Passage to read section start

Skin Analytics wins NHSX award for AI skin cancer tool 

AI
NHS
skincancer
Cancer
2 min
Skin Analytics uses AI to detect skin cancer and will be deployed across the NHS to ease patient backlogs

An artificial intelligence-driven tool that identifies skin cancers has received an award from NHSX, the NHS England and Department of Health and Social Care's initiative to bring technology into the UK's national health system. 

NHSX has granted the Artificial Intelligence in Health and Care Award to DERM, an AI solution that can identify 11 types of skin lesion. 

Developed by Skin Analytics, DERM analyses images of skin lesions using algorithms. Within primary care, Skin Analytics will be used as an additional tool to help doctors with their decision making. 

In secondary care, it enables AI telehealth hubs to support dermatologists with triage, directing patients to the right next step. This will help speed up diagnosis, and patients with benign skin lesions can be identified earlier, redirecting them away from dermatology departments that are at full capacity due to the COVID-19 backlog. 

Cancer Research has called the impact of the pandemic on cancer services "devastating", with a 42% drop in the number of people starting cancer treatment after screening. 

DERM is already in use at University Hospitals Birmingham and Mid and South Essex Health & Care Partnership, where it has led to a significant reduction in unnecessary referrals to hospital.

Now NHSX have granted it the Phase 4 AI in Health and Care Award, making DERM available to clinicians across the country. Overall this award makes £140 million available over four years to accelerate the use of artificial intelligence technologies which meet the aims of the NHS Long Term Plan.

Dr Lucy Thomas, Consultant Dermatologist at Chelsea & Westminster Hospital, said: “Skin Analytics’ receipt of this award is great news for the NHS and dermatology departments. It will allow us to gather real-world data to demonstrate the benefits of AI on patient pathways and workforce challenges. 

"Like many services, dermatology has severe backlogs due to the COVID-19 pandemic. This award couldn't have come at a better time to aid recovery and give us more time with the patients most in need of our help.”

Passage to read section end
Records shown section start

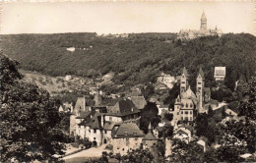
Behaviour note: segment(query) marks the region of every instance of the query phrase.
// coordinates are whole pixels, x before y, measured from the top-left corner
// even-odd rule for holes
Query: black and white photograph
[[[255,1],[0,13],[0,162],[256,162]]]

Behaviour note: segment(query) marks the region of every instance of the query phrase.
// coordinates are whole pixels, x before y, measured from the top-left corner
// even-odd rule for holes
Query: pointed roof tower
[[[202,14],[201,20],[207,20],[207,18],[206,18],[206,14],[205,14],[205,11],[203,11],[203,14]]]
[[[185,67],[182,69],[182,74],[181,75],[184,75],[185,78],[188,78],[188,73],[187,73],[187,70],[186,70]]]
[[[205,75],[204,75],[204,72],[201,67],[200,67],[198,75],[197,75],[197,79],[200,79],[200,78],[203,80],[205,79]]]
[[[95,95],[95,106],[100,106],[102,104],[102,98],[101,95],[99,93],[99,89],[97,89],[96,95]]]

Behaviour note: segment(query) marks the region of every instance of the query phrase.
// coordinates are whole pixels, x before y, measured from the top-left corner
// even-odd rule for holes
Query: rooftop
[[[135,123],[123,123],[117,130],[114,137],[142,137],[143,132]]]

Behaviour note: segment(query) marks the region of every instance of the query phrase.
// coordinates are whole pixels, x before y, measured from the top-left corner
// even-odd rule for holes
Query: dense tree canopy
[[[23,69],[52,76],[94,77],[112,71],[116,82],[134,85],[155,82],[160,71],[177,75],[185,66],[193,88],[199,67],[205,72],[206,85],[211,86],[214,68],[225,66],[225,84],[233,90],[236,81],[247,82],[256,70],[256,37],[251,34],[178,42],[174,33],[129,34],[125,38],[96,33],[2,35],[4,52],[21,61]]]
[[[17,63],[1,53],[1,162],[54,159],[63,154],[66,136],[49,93],[19,81]],[[54,160],[57,161],[57,160]]]

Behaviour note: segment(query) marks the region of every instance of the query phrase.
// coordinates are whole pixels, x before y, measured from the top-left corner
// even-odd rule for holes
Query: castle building
[[[218,35],[222,36],[222,29],[217,27],[214,29],[207,28],[207,18],[205,12],[201,16],[200,29],[181,29],[178,33],[178,39],[194,39],[200,36]]]
[[[144,133],[135,123],[123,123],[113,132],[113,153],[126,154],[142,146]]]
[[[189,75],[183,68],[180,77],[180,93],[175,99],[173,119],[175,121],[194,121],[197,113],[208,112],[211,102],[211,89],[205,87],[205,76],[200,68],[196,79],[196,93],[189,85]]]

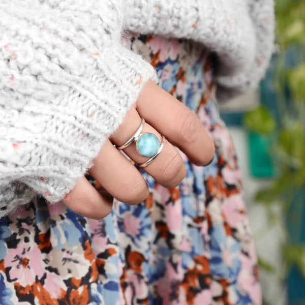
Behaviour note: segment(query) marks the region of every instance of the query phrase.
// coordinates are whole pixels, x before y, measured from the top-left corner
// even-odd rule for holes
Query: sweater
[[[201,42],[230,93],[263,75],[273,27],[272,0],[2,0],[0,217],[38,194],[62,200],[157,81],[123,30]]]

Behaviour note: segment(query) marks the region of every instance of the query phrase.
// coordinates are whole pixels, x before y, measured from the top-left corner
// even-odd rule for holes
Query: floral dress
[[[94,220],[37,197],[0,220],[0,303],[259,304],[257,258],[235,150],[219,116],[212,54],[193,42],[128,34],[159,85],[195,112],[213,139],[206,167],[182,152],[187,174],[166,189],[115,200]],[[99,190],[98,182],[87,178]]]

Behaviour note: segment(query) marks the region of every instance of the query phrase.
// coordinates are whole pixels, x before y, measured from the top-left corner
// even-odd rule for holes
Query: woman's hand
[[[107,140],[94,161],[89,173],[111,196],[120,201],[136,204],[148,196],[147,185],[139,171],[114,146],[125,144],[145,120],[142,133],[160,134],[167,139],[157,158],[144,167],[160,185],[173,188],[186,174],[178,147],[198,165],[209,163],[214,155],[213,142],[195,114],[151,82],[144,86],[136,104],[128,112],[118,130]],[[140,156],[135,143],[124,150],[137,163],[148,158]],[[75,212],[94,219],[105,217],[111,211],[113,198],[102,196],[84,176],[65,197],[63,202]]]

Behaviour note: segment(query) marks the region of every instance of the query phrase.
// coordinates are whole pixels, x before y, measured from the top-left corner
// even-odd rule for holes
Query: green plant
[[[262,136],[271,134],[273,139],[269,152],[277,175],[273,183],[256,196],[273,222],[282,220],[295,202],[295,194],[305,189],[305,52],[297,64],[289,66],[285,62],[286,51],[292,46],[305,50],[305,1],[276,0],[276,13],[279,51],[274,63],[274,82],[277,97],[275,106],[280,115],[276,118],[260,106],[247,113],[244,120],[252,132]],[[297,200],[301,215],[305,199],[301,197]],[[281,212],[270,211],[274,202],[280,204]],[[285,220],[288,224],[289,220]],[[282,252],[286,271],[295,264],[305,278],[305,245],[292,242],[289,234],[287,236]],[[259,263],[265,270],[273,271],[267,262],[259,259]]]

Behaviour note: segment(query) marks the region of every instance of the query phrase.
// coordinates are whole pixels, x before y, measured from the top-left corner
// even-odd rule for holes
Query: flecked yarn
[[[2,0],[0,217],[36,194],[61,200],[156,81],[122,45],[123,27],[202,43],[227,96],[263,76],[273,9],[272,0]]]

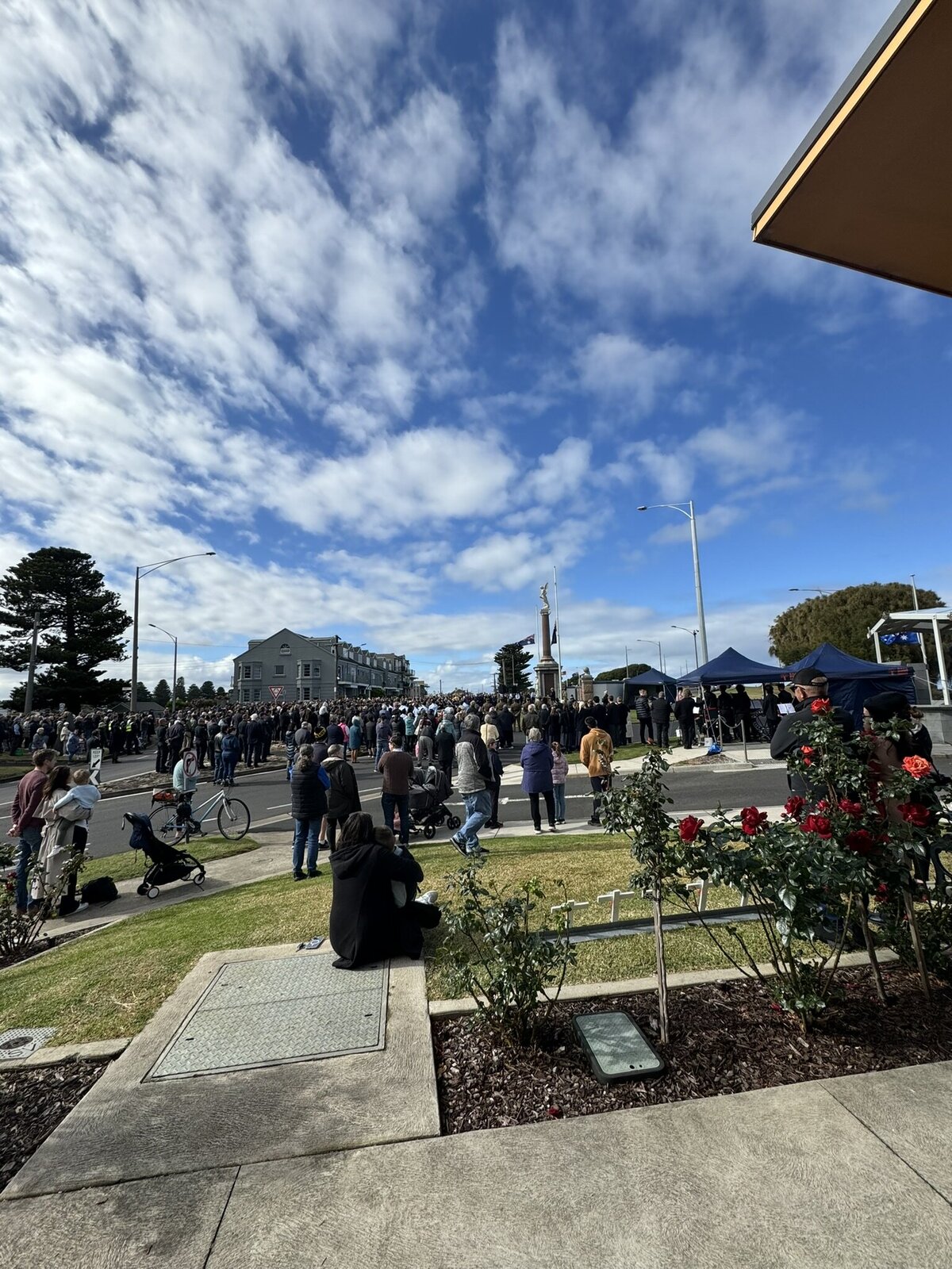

Records shown section end

Problem statement:
Reproduce word for word the passage of the skin cancer tool article that begins with the words "NHSX has granted" and ends with "their decision making.".

Finished exercise:
NHSX has granted the Artificial Intelligence in Health and Care Award to DERM, an AI solution that can identify 11 types of skin lesion. 

Developed by Skin Analytics, DERM analyses images of skin lesions using algorithms. Within primary care, Skin Analytics will be used as an additional tool to help doctors with their decision making.